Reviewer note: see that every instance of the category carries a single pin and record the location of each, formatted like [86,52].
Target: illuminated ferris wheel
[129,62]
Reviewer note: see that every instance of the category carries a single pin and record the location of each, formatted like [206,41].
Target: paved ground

* * *

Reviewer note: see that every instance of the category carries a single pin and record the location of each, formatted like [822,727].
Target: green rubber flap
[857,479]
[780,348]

WRITTEN INSTRUCTION >> Copy the lines verbatim, starting at the line containing "formatted like [206,41]." and ending at the line containing "Target: paved ground".

RIGHT ANSWER >>
Reviewer note: see that every instance of the category carries a single pin and record the location of each, formatted like [206,41].
Target: paved ground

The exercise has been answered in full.